[Start Data]

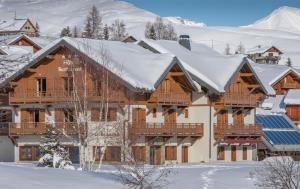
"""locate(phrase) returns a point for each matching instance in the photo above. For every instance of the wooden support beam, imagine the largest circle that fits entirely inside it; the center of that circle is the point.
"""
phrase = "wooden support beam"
(246, 74)
(177, 74)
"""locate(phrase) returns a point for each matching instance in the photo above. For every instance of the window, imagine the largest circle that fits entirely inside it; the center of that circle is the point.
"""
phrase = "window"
(41, 86)
(95, 114)
(29, 153)
(112, 153)
(139, 153)
(186, 113)
(154, 112)
(111, 115)
(68, 85)
(69, 115)
(171, 153)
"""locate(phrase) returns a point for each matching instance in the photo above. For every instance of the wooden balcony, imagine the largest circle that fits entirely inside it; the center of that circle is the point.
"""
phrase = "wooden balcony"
(167, 129)
(4, 129)
(290, 85)
(30, 128)
(222, 131)
(171, 98)
(240, 100)
(60, 96)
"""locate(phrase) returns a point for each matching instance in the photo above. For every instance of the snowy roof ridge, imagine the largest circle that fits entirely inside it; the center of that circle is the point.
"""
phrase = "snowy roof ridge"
(207, 67)
(133, 61)
(292, 97)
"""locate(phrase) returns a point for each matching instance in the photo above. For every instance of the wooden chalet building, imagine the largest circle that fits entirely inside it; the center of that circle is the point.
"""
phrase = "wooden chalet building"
(18, 26)
(181, 111)
(264, 54)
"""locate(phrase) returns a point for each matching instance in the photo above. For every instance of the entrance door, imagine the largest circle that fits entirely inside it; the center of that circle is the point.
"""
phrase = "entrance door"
(185, 154)
(221, 153)
(233, 153)
(170, 116)
(155, 155)
(245, 153)
(139, 116)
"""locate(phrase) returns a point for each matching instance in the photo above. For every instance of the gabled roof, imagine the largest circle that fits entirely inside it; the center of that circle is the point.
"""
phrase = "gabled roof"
(137, 67)
(292, 97)
(14, 24)
(208, 68)
(261, 49)
(270, 74)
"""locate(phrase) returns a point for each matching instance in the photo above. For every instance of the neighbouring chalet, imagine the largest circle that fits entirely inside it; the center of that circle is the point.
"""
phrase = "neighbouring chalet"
(230, 92)
(174, 105)
(18, 26)
(264, 54)
(292, 103)
(279, 113)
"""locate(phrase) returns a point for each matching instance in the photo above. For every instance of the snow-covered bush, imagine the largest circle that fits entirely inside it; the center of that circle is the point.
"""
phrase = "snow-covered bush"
(54, 155)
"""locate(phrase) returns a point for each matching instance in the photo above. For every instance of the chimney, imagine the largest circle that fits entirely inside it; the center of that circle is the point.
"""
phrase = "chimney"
(184, 40)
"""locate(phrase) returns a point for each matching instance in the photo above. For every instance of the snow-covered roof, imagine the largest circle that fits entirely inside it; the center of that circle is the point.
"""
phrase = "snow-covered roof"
(293, 97)
(138, 67)
(272, 105)
(259, 49)
(270, 74)
(41, 41)
(17, 59)
(15, 49)
(12, 25)
(206, 65)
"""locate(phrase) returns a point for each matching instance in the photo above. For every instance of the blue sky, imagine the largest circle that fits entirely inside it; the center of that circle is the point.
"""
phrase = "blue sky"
(215, 12)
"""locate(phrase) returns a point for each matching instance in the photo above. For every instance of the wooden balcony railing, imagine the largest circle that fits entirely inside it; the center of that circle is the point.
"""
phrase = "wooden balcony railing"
(229, 130)
(172, 98)
(57, 95)
(4, 129)
(289, 85)
(30, 128)
(167, 129)
(238, 100)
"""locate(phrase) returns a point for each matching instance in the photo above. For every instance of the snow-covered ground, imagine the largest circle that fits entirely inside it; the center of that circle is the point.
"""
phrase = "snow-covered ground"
(186, 176)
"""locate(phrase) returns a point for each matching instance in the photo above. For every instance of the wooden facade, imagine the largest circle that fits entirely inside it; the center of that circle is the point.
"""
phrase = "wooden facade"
(290, 80)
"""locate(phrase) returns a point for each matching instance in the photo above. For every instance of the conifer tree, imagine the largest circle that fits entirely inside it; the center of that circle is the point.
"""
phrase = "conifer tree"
(289, 62)
(93, 26)
(54, 155)
(66, 32)
(106, 32)
(37, 26)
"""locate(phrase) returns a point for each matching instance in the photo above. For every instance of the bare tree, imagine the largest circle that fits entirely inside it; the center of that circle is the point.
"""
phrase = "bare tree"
(278, 173)
(136, 174)
(90, 82)
(227, 49)
(159, 30)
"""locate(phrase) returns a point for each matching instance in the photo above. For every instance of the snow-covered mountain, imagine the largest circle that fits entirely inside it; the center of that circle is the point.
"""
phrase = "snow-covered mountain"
(281, 28)
(284, 18)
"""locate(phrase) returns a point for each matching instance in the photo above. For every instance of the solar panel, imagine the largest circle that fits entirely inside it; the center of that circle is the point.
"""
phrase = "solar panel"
(273, 121)
(283, 137)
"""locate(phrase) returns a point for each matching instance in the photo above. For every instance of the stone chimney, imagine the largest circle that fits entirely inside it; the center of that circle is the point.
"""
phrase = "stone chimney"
(184, 40)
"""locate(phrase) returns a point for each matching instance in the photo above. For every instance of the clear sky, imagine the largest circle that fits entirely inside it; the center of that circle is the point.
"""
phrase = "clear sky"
(215, 12)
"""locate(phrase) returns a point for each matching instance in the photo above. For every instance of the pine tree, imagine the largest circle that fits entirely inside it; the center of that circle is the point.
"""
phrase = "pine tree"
(66, 32)
(118, 30)
(240, 49)
(152, 34)
(93, 26)
(37, 26)
(54, 155)
(289, 62)
(75, 32)
(106, 32)
(227, 49)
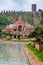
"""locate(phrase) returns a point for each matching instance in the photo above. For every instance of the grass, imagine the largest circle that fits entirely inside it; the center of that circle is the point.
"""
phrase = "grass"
(39, 54)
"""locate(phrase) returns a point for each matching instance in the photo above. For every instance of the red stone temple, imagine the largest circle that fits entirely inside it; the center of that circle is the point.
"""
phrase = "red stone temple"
(20, 28)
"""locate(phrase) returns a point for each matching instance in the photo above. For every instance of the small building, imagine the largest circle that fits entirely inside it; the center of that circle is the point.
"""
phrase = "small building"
(20, 28)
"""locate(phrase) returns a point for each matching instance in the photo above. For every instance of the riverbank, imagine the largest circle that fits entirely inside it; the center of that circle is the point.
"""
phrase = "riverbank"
(32, 58)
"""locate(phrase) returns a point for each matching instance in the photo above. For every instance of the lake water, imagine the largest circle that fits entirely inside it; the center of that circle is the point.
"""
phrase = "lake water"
(12, 53)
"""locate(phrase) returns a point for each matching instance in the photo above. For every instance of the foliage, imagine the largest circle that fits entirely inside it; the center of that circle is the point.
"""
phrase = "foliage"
(39, 54)
(3, 22)
(42, 14)
(38, 33)
(41, 22)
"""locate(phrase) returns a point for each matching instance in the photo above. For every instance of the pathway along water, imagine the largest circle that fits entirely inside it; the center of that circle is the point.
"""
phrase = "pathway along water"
(13, 54)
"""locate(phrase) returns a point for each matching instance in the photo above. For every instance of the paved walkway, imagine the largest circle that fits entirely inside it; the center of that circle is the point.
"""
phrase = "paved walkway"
(12, 53)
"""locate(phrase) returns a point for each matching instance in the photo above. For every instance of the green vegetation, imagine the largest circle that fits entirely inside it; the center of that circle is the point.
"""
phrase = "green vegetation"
(39, 54)
(37, 33)
(4, 21)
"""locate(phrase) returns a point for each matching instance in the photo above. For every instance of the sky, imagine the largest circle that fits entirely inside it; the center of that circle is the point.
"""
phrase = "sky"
(20, 5)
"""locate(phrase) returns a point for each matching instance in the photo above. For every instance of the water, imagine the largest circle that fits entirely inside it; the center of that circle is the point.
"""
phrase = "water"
(12, 54)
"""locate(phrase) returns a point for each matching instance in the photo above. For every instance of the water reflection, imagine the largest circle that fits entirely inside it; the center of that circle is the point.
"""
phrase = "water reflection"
(12, 54)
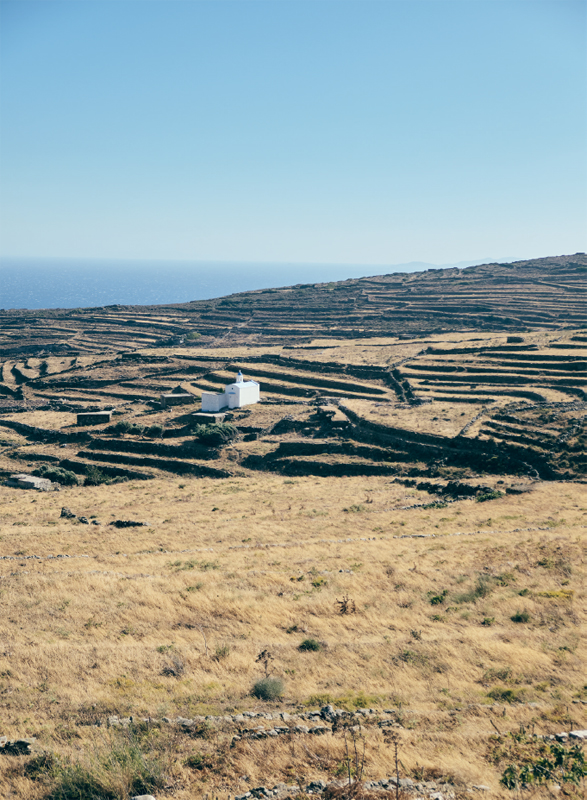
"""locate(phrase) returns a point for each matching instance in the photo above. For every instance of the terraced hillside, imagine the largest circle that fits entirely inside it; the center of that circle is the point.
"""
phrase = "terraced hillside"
(543, 294)
(344, 400)
(396, 531)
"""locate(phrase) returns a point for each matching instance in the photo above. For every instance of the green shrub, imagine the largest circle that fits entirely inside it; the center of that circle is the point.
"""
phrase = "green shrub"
(310, 645)
(544, 764)
(482, 588)
(437, 599)
(221, 652)
(215, 434)
(124, 426)
(268, 689)
(520, 616)
(122, 765)
(154, 431)
(493, 495)
(95, 477)
(502, 695)
(63, 476)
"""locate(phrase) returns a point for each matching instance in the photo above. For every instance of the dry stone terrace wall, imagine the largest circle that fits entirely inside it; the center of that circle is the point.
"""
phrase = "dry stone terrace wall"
(544, 293)
(476, 376)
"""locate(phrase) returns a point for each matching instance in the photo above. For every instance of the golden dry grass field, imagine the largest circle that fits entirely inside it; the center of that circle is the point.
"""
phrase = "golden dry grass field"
(227, 569)
(418, 460)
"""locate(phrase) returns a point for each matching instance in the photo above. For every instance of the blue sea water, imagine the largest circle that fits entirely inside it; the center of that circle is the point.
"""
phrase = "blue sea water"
(85, 283)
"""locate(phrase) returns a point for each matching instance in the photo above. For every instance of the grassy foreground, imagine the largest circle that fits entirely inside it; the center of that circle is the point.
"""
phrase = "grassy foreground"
(464, 635)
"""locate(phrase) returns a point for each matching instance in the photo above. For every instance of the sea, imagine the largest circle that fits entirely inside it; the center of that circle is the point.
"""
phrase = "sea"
(86, 283)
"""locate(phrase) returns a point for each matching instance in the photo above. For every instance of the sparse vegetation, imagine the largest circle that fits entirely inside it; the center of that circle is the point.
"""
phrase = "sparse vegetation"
(310, 645)
(268, 689)
(57, 474)
(311, 527)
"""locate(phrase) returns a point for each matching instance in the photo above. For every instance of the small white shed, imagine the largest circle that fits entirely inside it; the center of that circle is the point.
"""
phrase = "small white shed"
(235, 395)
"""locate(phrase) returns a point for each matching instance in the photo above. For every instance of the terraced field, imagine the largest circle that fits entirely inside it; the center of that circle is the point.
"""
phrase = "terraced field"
(395, 412)
(347, 400)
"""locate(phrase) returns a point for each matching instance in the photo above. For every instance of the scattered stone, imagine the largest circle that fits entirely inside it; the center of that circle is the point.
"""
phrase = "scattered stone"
(127, 523)
(17, 747)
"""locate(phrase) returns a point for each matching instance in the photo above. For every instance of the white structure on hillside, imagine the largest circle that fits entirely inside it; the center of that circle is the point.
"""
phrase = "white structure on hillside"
(235, 395)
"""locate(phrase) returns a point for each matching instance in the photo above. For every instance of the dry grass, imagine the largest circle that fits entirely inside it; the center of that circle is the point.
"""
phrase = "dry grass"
(252, 563)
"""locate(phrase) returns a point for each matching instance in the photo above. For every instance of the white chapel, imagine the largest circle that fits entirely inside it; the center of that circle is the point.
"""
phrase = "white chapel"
(235, 395)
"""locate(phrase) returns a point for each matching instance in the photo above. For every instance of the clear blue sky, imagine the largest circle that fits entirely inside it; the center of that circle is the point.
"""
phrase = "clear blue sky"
(368, 131)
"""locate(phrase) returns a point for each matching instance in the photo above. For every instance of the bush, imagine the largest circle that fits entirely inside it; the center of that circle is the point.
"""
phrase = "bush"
(310, 645)
(482, 498)
(482, 588)
(437, 599)
(124, 426)
(154, 431)
(95, 477)
(215, 434)
(502, 695)
(268, 689)
(123, 765)
(63, 476)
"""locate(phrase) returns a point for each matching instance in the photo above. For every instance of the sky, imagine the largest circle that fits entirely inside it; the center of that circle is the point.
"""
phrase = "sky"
(317, 131)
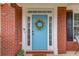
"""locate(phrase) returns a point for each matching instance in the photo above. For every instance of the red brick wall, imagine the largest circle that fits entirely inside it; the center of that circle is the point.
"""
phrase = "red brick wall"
(61, 29)
(8, 30)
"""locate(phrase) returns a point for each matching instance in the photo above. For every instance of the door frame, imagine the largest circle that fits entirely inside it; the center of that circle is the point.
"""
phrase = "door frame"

[End Data]

To be done
Copy out, word for word, the lines running from the one containing "the red brick" through the last line above, including both of these lines.

Completed task
"""locate(phrase) returns a point for each matching instance in the photo above. For every instance of the red brick wall, imagine the largest circle that fits entirely inside it; the center of that circle is the point.
"""
phrase = "red brick wall"
(61, 29)
(8, 30)
"""locate(phrase) returns a point for each matching instance in the photo above. For every instance of the door frame, imagine the largest circle that fits entirely inside it; the center of that circle is the point.
"""
phrase = "door frame"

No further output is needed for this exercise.